WORK TASK 1:
Answer these questions from the review of The Duff:
(a) Which actor plays Bianca?
(b) What test does Bianca agree to help Wesley pass?
(c) Which two issues does the review say the film highlights?

PAGE EXTRACT:

For many throughout their teenage years, there is one main question: where do I fit in? Finding the people you connect and feel comfortable with can be a struggle for some, and even when you’ve found a group of people you call ‘friends’, you can still feel like you’re the odd one out. The latest teen romantic comedy The Duff seeks to challenge this feeling of being an outsider and ultimately sets out to change the message.
Bianca (Mae Whitman) is an intelligent student journalist who navigates high school alongside her two beautiful and popular best friends Jess and Casey (Skyler Samuels, Bianca Santos). However, her entire outlook is shattered when her next-door-neighbour and high school’s most popular football player Wesley (Robbie Amell) explains that she’s the DUFF — aka the Designated Ugly Fat Friend — in her group of friends. Cue a confidence and style makeover to help her overcome her DUFF status and win the boy of her dreams, in exchange for helping Wesley pass his Science midterm and BAM! You’ve got yourself a pretty standard romantic comedy.
Watching the trailers for this film, I assumed like several others that it was just like the rest. However, it is a coming-of-age tale that feels believable, and its highlighting of social media and cyber-bullying in this age is something everyone can relate to. The relationship between Bianca and Wesley is witty and believable, and despite the stereotypical tropes used throughout the film, the chemistry between its leads makes the characters and situations much more realistic.

WORK TASK 2:
Rewrite the records with every "positive clicks" changed to "foreground clicks", leaving everything else the same.

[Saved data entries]
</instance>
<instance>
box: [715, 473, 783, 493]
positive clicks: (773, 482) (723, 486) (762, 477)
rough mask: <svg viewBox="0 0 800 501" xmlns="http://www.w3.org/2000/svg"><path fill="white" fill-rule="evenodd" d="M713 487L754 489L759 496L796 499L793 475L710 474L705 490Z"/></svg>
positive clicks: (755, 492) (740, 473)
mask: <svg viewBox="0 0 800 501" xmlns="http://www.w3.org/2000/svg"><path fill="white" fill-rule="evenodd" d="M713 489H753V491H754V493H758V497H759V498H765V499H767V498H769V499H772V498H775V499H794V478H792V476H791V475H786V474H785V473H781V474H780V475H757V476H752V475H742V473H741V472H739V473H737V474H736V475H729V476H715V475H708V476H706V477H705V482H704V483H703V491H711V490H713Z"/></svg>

ANSWER AREA 1:
(a) Mae Whitman
(b) His Science midterm
(c) Social media and cyber-bullying

ANSWER AREA 2:
</instance>
<instance>
box: [715, 473, 783, 493]
foreground clicks: (773, 482) (723, 486) (762, 477)
rough mask: <svg viewBox="0 0 800 501" xmlns="http://www.w3.org/2000/svg"><path fill="white" fill-rule="evenodd" d="M713 487L754 489L759 496L796 499L793 475L710 474L705 490Z"/></svg>
foreground clicks: (755, 492) (740, 473)
mask: <svg viewBox="0 0 800 501" xmlns="http://www.w3.org/2000/svg"><path fill="white" fill-rule="evenodd" d="M713 489H753V491H754V493H758V497H759V498H765V499H767V498H769V499H772V498H775V499H794V478H792V476H791V475H786V474H785V473H781V474H780V475H757V476H752V475H742V473H741V472H739V473H737V474H736V475H729V476H715V475H708V476H706V477H705V482H704V483H703V491H711V490H713Z"/></svg>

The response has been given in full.